## BEGIN Records shown
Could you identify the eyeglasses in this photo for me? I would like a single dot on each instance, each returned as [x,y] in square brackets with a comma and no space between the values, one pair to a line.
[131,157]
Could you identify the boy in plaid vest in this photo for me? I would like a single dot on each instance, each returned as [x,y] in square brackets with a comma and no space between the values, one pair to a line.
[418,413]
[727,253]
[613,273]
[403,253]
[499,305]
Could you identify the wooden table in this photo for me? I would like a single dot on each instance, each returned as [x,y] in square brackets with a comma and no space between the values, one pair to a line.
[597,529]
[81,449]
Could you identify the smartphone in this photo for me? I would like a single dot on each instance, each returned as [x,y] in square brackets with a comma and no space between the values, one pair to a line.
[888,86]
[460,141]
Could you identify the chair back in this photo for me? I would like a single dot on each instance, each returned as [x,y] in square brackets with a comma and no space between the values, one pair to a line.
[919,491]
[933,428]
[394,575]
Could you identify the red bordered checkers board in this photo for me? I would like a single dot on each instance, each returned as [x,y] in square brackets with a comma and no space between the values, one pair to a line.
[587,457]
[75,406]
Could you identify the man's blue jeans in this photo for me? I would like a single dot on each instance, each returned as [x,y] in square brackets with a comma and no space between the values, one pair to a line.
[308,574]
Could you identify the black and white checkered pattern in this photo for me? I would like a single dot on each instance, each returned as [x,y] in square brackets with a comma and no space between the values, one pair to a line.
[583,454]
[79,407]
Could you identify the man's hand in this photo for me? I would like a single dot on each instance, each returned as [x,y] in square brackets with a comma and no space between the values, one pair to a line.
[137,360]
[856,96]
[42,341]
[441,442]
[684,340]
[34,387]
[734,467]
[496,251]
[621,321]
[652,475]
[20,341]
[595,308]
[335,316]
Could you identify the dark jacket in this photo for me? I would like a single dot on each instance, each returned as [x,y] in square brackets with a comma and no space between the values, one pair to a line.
## END Records shown
= Short problem =
Reproduce every one of the lines above, word for word and in the same order.

= Exercise response =
Could you identify the eyeglasses in this photo for me? I would like a single dot on each instance, each returned as [x,y] in square brackets with a comma and no space between the values, one pair to a line.
[131,157]
Could you identify the boy in plaid vest in this photo for me? I would like a single dot on each instance, each returned as [x,y] in square brackets with a comma and no space between the values, one pair to a line.
[418,413]
[727,253]
[613,273]
[403,253]
[499,305]
Could you identify the wooden table in this photo for me? I would like a single dot on each instance, each returned as [x,y] in square brackets with a comma and no space between the values, one pair to a line.
[597,529]
[81,449]
Could you identify the smartphone in this photo for me? I would like a single dot on each instance, each returned as [x,y] in square brackets with a comma and no space between the values, one pair to a line.
[888,86]
[460,141]
Could you identify the chair back in this photo for me? I would like a single dot on each instance, each returned as [x,y] in square brackets with a comma and no space between the values, one pair to a line.
[919,491]
[933,428]
[394,575]
Could you identify the red bordered checkers board in this photo for me? I would like a single dot on each instance, each returned as [x,y] in square brackets with a comma and no space between the values, one pair to a line.
[587,457]
[75,406]
Could you identify the man's blue jeans in this photo for me? I would like a single dot on each instance, each returned as [x,y] in square brackets with a comma and no space between the values, one pair to a line.
[308,574]
Could you identify the black and white checkered pattern in this photo for me? I would like a single dot on each instance, each returned as [x,y] in square brackets with a comma and no space between the values, one pair to a line.
[583,454]
[79,407]
Could you identify the man's hand in this photo for me? I would like a single dot on each instance, each returned as [x,y] in square brackets with a comma and no space between the values, one pair to a line.
[137,360]
[856,96]
[42,341]
[441,442]
[684,340]
[34,387]
[734,467]
[496,251]
[621,321]
[652,475]
[20,341]
[595,308]
[335,316]
Could you identify the dark jacket in this photo for me? I would like a single dot on each instance, each returned as [x,y] in square brackets with a comma and no space between the values, one pair to a line.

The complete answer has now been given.